● What to do
Rewrite the records from the line containing "Draw the outline of every instance of the blue" through the line containing "Please outline every instance of the blue", changing "mortarboard" to "graduation cap" and leaving everything else unchanged. Leave the pictures out of your answer.

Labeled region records
--- BEGIN ---

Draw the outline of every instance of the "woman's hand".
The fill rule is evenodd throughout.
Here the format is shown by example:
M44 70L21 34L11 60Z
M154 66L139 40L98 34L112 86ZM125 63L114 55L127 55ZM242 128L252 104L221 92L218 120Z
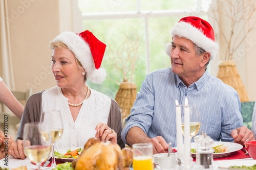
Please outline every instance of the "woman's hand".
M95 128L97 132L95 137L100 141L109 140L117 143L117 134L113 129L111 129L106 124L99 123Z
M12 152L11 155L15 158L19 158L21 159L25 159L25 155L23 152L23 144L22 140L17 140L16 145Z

--- END ---
--- BEGIN ---

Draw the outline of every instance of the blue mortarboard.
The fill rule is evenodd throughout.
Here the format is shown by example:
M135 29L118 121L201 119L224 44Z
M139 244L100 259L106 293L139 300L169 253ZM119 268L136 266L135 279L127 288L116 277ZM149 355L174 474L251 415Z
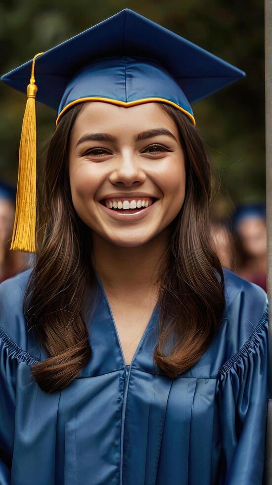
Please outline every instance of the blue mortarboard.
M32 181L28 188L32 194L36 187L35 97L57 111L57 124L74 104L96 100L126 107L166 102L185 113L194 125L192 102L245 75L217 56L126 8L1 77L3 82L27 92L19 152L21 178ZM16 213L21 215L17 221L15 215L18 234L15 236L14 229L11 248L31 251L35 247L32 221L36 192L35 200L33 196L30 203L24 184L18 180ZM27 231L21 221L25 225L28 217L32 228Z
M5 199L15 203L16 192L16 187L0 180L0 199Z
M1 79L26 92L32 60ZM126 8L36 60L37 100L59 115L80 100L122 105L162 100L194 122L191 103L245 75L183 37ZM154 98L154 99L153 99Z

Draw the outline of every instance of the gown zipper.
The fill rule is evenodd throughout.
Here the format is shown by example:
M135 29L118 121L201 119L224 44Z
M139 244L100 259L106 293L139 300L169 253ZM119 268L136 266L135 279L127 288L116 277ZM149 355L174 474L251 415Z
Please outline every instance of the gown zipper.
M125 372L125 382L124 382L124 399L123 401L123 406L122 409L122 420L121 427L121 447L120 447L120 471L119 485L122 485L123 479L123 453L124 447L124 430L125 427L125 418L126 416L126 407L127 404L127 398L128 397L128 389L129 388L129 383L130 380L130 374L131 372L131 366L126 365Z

--- END ---

● Answer to the exercise
Draw the outline of every instance of the blue graduation cap.
The fill rule is evenodd throughout.
Here the format is shown by example:
M135 29L118 121L201 119L224 44Z
M139 244L100 259L106 293L139 300L169 253ZM119 268L136 266L135 279L127 288L116 277ZM149 355L174 474L251 415Z
Please outline every instance of the blue graduation cap.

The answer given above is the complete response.